> Text block
BEGIN
But an even gloomier picture emerged from responses related to academic success. Less than half (42%) of those responding to Dr. Glasheen’s survey had a mentor, and only one in four had given grand rounds at his or her own or another institution.
More than half admitted that they had yet to score a first authorship on any academic publication. And while 57% reported having only 20% or less of their time protected for "scholarly activities," 20% said they spent more than 80% of their time on nonteaching services.
"They end up doing a lot of clinical work," Dr. Glasheen points out. That’s a huge dilemma for physicians who accept lower paying jobs in academia precisely because they want to pursue teaching, research or authorship.
It seems, says Dr. Glasheen, that the academic hospitalist jobs being developed aren’t really academic in scope. Given the bad career fit that survey responses revealed, he adds, he is surprised that the self-reported burnout rate is not higher.
According to Dr. Glasheen, having one in four physicians feeling burned out and less than satisfied with his or her job does not bode well for the future of academic hospital medicine. Those results, he points out, should serve as a wake-up call to push academic leaders to create more sustainable, fulfilling careers. He adds that he’s talked to many residents who are planning an academic hospitalist career “but who don’t see themselves staying in that position for more than 10 years.
END
> Data
BEGIN
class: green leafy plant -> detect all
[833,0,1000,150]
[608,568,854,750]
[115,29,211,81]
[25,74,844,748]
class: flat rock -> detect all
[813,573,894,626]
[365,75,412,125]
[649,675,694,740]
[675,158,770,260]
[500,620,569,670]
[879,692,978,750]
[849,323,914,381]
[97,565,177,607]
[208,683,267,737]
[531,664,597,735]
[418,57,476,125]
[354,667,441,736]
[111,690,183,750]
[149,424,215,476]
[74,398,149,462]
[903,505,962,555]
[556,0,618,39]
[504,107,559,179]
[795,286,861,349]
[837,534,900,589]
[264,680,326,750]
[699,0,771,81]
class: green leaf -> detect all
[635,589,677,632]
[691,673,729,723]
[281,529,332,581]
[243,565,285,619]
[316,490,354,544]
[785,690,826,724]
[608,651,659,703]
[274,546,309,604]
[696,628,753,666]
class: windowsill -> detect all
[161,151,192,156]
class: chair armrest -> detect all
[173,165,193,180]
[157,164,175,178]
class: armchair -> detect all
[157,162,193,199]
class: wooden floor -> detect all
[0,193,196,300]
END
> Activity
Continue the passage about academic hospitalists' careers from where it stops.

> Task result
Part of the problem is the lack of senior-level academic hospitalists and mentors, which stems from the fact that most academic hospitalists are about the same age. "That’s a problem when programs are all between five and 15 years old," says Dr. Glasheen. "It means there is a systemic lack of leadership and mentorship."
What are some solutions? In his own program, Dr. Glasheen points out, he and his colleagues make sure they keep at least 20% of their time protected for scholarship and academic pursuits.
The group also limits shift lengths to 10 hours, although "many of our docs are out in eight," Dr. Glasheen says. He also works to assign weekend shifts as seldom as possible and help physicians customize their schedules.
Protecting the pipeline of recruits
In addition to protecting more time for scholarly activities, academic centers need to bolster their research infrastructure via grants, fellowship training, and departmental support for early career funding and faculty development. They also need to make it possible for doctors to focus more on teaching and less on clinical work without learners.
That’s particularly critical now that revised workhour rules could result in many academic hospitalists needing to see even more patients.
"Either create more opportunities for scholarship, or consider a move to hire completely nonacademic physicians," Dr. Glasheen says. But he cautions that starting a nonteaching hospitalist service "comes at a huge financial cost, as those physicians are paid more."
Still, he adds, more academic centers seem to be taking that route. "Some centers are trying to shore up academic resources and make the jobs more academic," he notes, "but it’s tough to keep up with the rapid growth. My sense is that most are moving toward hiring folks with less of an academic focus and more of a focus on being clinicians."
As for academic services, Dr. Glasheen says, "Most of us are really struggling with how to double or treble the size of our groups without more teaching opportunities, research infrastructure, mentorship and training."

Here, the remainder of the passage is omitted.